▸ TASK INSTRUCTIONS
The answer must be the data, repeated exactly.

▸ INPUT MATERIAL
◇ ◇ ◇ ◇ ◇

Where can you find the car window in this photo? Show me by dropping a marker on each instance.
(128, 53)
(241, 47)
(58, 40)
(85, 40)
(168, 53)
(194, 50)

◇ ◇ ◇ ◇ ◇

▸ SOLUTION TO THE EXERCISE
Where can you find the car window in this photo? Show me by dropping a marker on each instance.
(128, 53)
(241, 47)
(58, 40)
(85, 40)
(168, 53)
(194, 50)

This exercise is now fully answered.